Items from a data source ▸
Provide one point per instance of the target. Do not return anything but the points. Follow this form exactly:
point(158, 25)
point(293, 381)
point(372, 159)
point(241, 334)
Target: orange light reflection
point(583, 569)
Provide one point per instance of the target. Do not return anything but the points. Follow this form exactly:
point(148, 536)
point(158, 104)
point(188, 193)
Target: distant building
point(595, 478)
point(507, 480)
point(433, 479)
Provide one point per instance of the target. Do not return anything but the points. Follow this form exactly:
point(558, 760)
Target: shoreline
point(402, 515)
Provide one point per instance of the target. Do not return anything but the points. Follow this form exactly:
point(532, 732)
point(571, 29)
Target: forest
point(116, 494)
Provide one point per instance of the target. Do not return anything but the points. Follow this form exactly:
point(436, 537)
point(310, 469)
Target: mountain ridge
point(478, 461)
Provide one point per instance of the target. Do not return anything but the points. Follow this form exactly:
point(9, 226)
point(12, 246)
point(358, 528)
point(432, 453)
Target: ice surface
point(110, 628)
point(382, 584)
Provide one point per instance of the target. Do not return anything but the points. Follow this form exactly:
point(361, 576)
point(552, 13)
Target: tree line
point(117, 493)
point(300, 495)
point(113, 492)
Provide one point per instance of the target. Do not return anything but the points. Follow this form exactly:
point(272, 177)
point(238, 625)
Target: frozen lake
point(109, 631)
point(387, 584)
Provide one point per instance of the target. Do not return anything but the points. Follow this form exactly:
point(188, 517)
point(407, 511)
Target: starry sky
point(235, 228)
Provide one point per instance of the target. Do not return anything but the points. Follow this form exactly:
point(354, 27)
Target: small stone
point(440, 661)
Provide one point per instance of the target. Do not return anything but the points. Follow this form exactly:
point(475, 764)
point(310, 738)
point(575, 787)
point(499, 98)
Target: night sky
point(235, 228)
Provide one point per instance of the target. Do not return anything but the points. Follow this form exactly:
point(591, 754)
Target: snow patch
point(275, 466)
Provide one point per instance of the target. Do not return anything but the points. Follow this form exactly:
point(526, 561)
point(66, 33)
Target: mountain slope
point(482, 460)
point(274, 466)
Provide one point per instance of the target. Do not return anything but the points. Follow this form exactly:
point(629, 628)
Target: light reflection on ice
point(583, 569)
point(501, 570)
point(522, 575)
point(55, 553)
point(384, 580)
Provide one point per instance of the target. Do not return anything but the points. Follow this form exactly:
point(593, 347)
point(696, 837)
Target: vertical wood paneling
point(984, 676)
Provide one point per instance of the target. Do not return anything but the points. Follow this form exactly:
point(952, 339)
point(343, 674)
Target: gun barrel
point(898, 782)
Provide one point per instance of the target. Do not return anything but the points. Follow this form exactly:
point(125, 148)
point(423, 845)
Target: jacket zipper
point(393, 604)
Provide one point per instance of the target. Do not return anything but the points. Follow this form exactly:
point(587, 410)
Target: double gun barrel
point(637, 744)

Task directions ▸
The records above are to be written out again word for word.

Answer to this exercise ▸
Provide one point per instance of the target. Do not return anything but the points. Follow this form exactly:
point(158, 25)
point(293, 381)
point(372, 159)
point(241, 334)
Target: orange light reflection
point(583, 569)
Provide one point per instance of the target. Do not return anything but the points. Follow this form exactly:
point(148, 536)
point(158, 104)
point(188, 193)
Target: distant building
point(595, 478)
point(507, 480)
point(433, 479)
Provide one point per instance of the target. Do not return anything but the points. Follow this form exactly:
point(558, 760)
Target: shoreline
point(402, 515)
Provide one point per instance of the target. Do not return anything but the points. Follow this form exactly:
point(532, 732)
point(571, 29)
Target: forest
point(116, 494)
Provide one point per instance of the target. Do not return anything but the points. Follow this form exactly:
point(436, 537)
point(310, 469)
Target: mountain ridge
point(478, 461)
Provide one point per instance of the target. Do not return anything but the points. Follow this form exactly:
point(9, 226)
point(12, 246)
point(358, 528)
point(432, 453)
Target: ice surface
point(110, 628)
point(382, 584)
Provide one point per instance of the target. Do not return anything but the points. Follow this form exactly:
point(361, 576)
point(552, 13)
Target: tree line
point(117, 493)
point(300, 495)
point(113, 492)
Provide one point per instance of the target. Do not return anything but the points. Follow this form exactly:
point(272, 177)
point(238, 625)
Target: frozen lake
point(109, 631)
point(387, 584)
Provide one point per instance of the target. Do not return anything but the points. Follow this form exactly:
point(188, 517)
point(407, 511)
Target: starry sky
point(235, 228)
Provide one point per instance of the target. Do not return anything but the points. Follow this form exactly:
point(354, 27)
Target: small stone
point(440, 661)
Provide one point per instance of the target. Do not return anything but the points. Follow this form exactly:
point(475, 764)
point(310, 738)
point(575, 787)
point(499, 98)
Target: night sky
point(235, 228)
Provide one point per instance of the target. Do not return anything but the points. Follow this form exactly:
point(591, 754)
Target: snow patch
point(275, 466)
Provide one point per instance of the target. Do not return anything but the points. Follow this form exactly:
point(526, 561)
point(66, 33)
Target: mountain slope
point(482, 460)
point(274, 466)
Provide one point per instance of the target. Do not return anything but the points. Follow this form exactly:
point(629, 628)
Target: light reflection on ice
point(583, 569)
point(501, 570)
point(522, 575)
point(55, 553)
point(384, 580)
Provide one point per instance of the target. Do not return anything but the points. Follow this form exactly:
point(593, 347)
point(696, 837)
Target: vertical wood paneling
point(984, 676)
Provide one point per instance of the target. Do not return anything but the points. Follow this form exactly:
point(952, 339)
point(343, 674)
Target: gun barrel
point(898, 782)
Provide one point per instance of the target. Do not return anything but the points. Follow this form exactly:
point(125, 148)
point(423, 845)
Target: jacket zipper
point(393, 604)
Provide one point per instance of the target. Do not return anything but the points. Follow this form exactly:
point(587, 410)
Target: double gun barrel
point(637, 744)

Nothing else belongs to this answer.